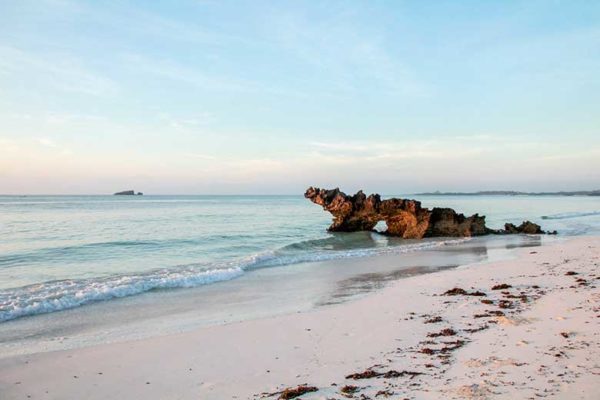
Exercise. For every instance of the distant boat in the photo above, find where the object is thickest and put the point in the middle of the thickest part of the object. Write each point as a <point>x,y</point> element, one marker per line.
<point>128,193</point>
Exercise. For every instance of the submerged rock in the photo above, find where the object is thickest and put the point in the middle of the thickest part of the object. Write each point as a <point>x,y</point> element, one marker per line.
<point>128,193</point>
<point>404,218</point>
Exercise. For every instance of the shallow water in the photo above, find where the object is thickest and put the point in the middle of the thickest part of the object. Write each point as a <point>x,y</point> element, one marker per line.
<point>121,268</point>
<point>62,252</point>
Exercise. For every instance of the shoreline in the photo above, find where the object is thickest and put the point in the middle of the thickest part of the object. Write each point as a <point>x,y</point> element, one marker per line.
<point>381,332</point>
<point>258,293</point>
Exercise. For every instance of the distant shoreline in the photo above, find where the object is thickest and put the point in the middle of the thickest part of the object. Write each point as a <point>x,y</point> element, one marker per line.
<point>512,193</point>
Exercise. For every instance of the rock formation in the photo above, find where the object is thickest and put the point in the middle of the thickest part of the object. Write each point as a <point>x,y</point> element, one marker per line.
<point>404,218</point>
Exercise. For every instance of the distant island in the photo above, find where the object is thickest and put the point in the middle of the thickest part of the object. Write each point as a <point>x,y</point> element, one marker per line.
<point>128,193</point>
<point>512,193</point>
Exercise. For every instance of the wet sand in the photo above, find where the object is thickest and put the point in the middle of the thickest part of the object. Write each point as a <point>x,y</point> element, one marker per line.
<point>536,335</point>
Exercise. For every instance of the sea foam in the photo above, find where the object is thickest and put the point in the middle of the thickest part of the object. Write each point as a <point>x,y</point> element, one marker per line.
<point>65,294</point>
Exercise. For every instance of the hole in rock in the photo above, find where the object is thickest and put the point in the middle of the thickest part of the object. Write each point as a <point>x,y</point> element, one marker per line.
<point>381,227</point>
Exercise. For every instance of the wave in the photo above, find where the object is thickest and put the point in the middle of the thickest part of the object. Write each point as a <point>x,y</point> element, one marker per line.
<point>66,294</point>
<point>570,215</point>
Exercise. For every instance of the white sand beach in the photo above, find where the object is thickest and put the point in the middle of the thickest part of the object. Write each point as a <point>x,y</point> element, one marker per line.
<point>540,337</point>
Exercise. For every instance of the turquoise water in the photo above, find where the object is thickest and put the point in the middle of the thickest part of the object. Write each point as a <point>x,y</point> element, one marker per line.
<point>61,252</point>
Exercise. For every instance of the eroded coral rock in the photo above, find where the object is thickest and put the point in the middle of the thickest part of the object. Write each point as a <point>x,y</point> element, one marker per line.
<point>404,218</point>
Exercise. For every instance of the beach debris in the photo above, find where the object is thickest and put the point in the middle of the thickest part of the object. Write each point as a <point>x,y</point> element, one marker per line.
<point>505,304</point>
<point>292,393</point>
<point>443,332</point>
<point>349,389</point>
<point>369,374</point>
<point>501,286</point>
<point>473,330</point>
<point>462,292</point>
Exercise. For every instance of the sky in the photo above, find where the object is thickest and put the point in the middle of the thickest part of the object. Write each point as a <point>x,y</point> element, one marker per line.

____________________

Except for the pictures, give all the material above again verbatim.

Exercise. For every instance of the distant boat in the photo above, find where the object is thickest and put the point in the middle of the thickest part of the object. Write each point as a <point>x,y</point> element, one marker per line.
<point>128,193</point>
Exercise. For every instance of the submerged rock in the photo above, find where the object is thickest and put the point in the middle of the thickest part of the object. Write each point as a <point>x,y</point> element, one marker per line.
<point>128,193</point>
<point>404,218</point>
Exercise. For every instance of the shallow water in the photo above, find where the object is thickest and put the point in the middle of the thickest part of the object. Write each point as a <point>x,y</point> element, one marker per line.
<point>121,268</point>
<point>62,252</point>
Exercise. For every instance of the shoreline in the photo above, find where the object is thickest and put the point in the middle of the thickest part of the object. Write each point as a <point>x,y</point> element, one marker per line.
<point>381,332</point>
<point>258,293</point>
Exercise. For every instance of the distant shoreline in the photo above, find where the object is thickest and put the point in the middle of the thickest part of the object. Write each point as a <point>x,y</point> element, one marker per line.
<point>512,193</point>
Exercise. For every instance of the rock formation in the photo above, find where the object is thickest and put the point in the middle of the thickest part of the object. Write each point as a <point>x,y</point> element, one marker per line.
<point>404,218</point>
Exercise. For every instance of the distant island in the photo above, find where the object is thickest and put the point in the middle of the thickest part of the object. Write each point as a <point>x,y</point> element, one marker per line.
<point>128,193</point>
<point>512,193</point>
Exercise. For every instance of the wet sand in the photo above, find where the object is thickest and put the point in the middle of the thickest part of the object. Write each point as a <point>x,y</point> element, one marker per line.
<point>536,335</point>
Exercise. For every instance of the sea foam in the photo above, find where the object is thickest and put the point in the middle of the thickest part of the object. Write each point as a <point>x,y</point> element, one marker per line.
<point>65,294</point>
Exercise. For every instance of the hole in rock in the photo above, find where the object is thickest and put the point in the middle of the thickest part of the object. Write each point as a <point>x,y</point> element, one marker per line.
<point>381,227</point>
Exercise. For every instance of the wave in the photo above, find where the object is thickest and put the point in the middle of the thickest part of the object. Write each point as a <point>x,y</point> element, one marker per line.
<point>66,294</point>
<point>570,215</point>
Exercise. For every instance of the white sand beach in the photo above, find where the object is thickest and put the point in the middle of the thickest part of the object. Write each point as a <point>x,y</point> element, one marker per line.
<point>540,337</point>
Exercise. For every instance of the turquoise water in the photo above, find where the object is thickest and put the point in the middle of the thickest part of the object. Write each point as a <point>x,y</point> element, one marker per line.
<point>61,252</point>
Exercise. For every instance of the eroded coral rock in the photo above, find where the object is thickest and put the point in the middle of the thickest part of the object. Write each point as a <point>x,y</point> element, one marker per line.
<point>404,218</point>
Exercise. For every instance of the beach debris in the photo above, find where the object is thickest and put the point in the middle of the thickest part of the object. Write each point as a <point>x,y</point> element, one marker per line.
<point>505,304</point>
<point>292,393</point>
<point>443,332</point>
<point>349,389</point>
<point>369,374</point>
<point>501,286</point>
<point>473,330</point>
<point>462,292</point>
Exercise. For every instance of the sky in the photo above, find where the object is thickest and put the point in the middle of the thickest part of the object. Write each point as a <point>x,y</point> element, one marker per line.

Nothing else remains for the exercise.